_RECORDS SHOWN_.
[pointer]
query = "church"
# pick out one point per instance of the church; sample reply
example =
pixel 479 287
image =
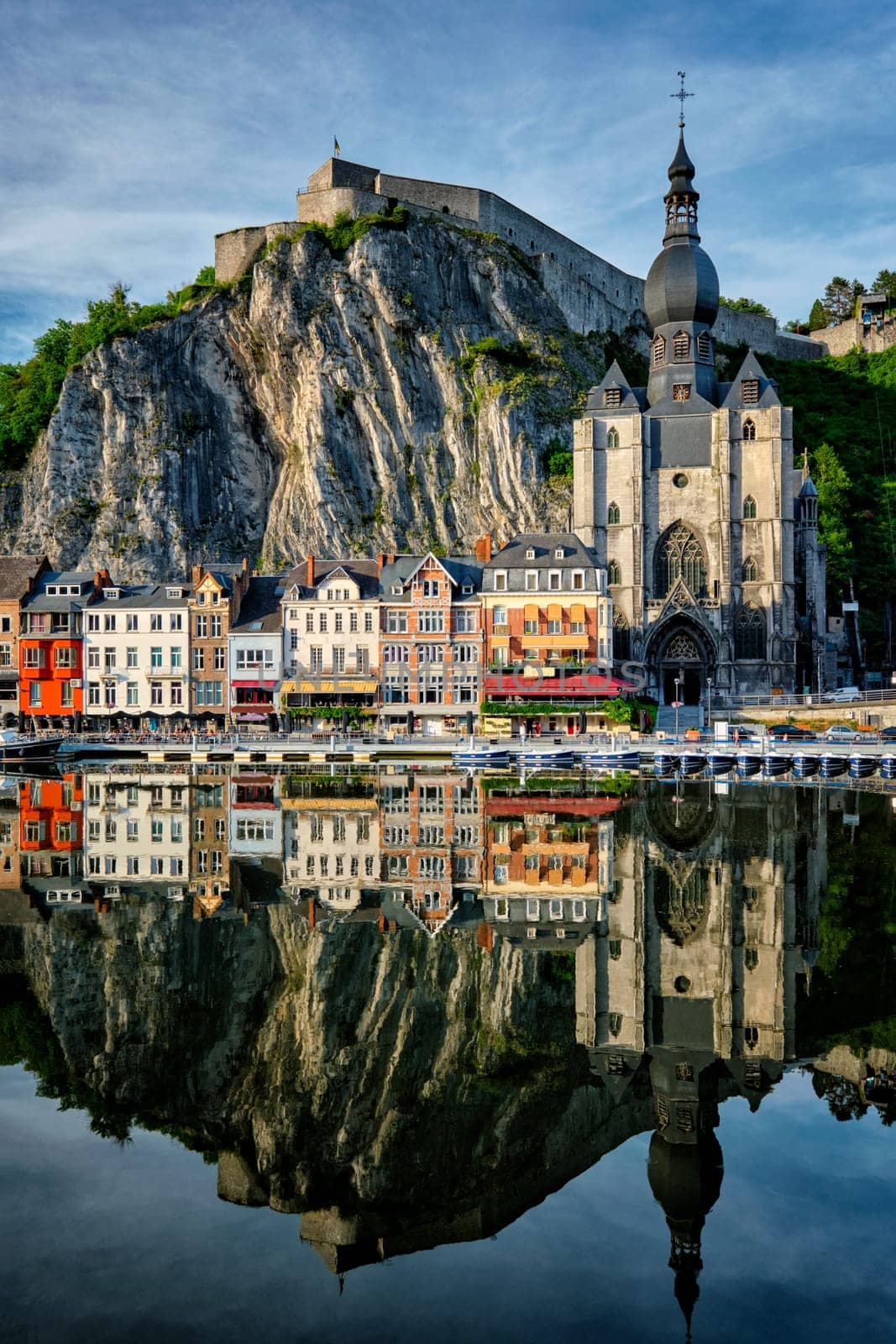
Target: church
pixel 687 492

--

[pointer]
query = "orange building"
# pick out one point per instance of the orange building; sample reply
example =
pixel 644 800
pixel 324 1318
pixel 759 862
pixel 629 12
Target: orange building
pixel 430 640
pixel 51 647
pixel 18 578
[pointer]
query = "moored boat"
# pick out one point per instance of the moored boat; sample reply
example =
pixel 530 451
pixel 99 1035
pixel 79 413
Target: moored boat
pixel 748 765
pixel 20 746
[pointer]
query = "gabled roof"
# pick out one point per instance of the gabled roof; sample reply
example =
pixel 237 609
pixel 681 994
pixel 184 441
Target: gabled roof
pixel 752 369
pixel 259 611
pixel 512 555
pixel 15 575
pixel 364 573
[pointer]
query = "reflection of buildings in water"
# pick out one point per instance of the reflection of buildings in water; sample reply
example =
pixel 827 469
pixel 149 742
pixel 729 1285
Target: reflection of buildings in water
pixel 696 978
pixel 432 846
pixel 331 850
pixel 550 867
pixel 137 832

_TASK BRIEF_.
Now copy each line of the entries that mentions "reply".

_RESPONSE_.
# pick out one point per instance of the church; sample reply
# pick out one point per instance of the orange building; sample reply
# pick out one point per instance of the moored boat; sample reply
# pick out one point per instance of the gabled roof; sample reply
# pick out one point per instance of the reflection of buildings in water; sample reply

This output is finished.